--- start of Supplied material ---

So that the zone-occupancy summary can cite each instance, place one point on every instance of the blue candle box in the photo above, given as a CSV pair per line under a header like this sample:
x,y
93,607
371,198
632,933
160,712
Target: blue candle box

--- end of Supplied material ---

Short task:
Please lay out every line of the material above as a numbered list, leaving out any blank lines.

Solution to the problem:
1. So that the zone-occupancy summary can cite each instance, place one point on every instance of the blue candle box in the photo above, given as a CSV pair per line under a header like this sample:
2. x,y
3. 93,607
4. 371,198
5. 632,933
6. 160,712
7. Target: blue candle box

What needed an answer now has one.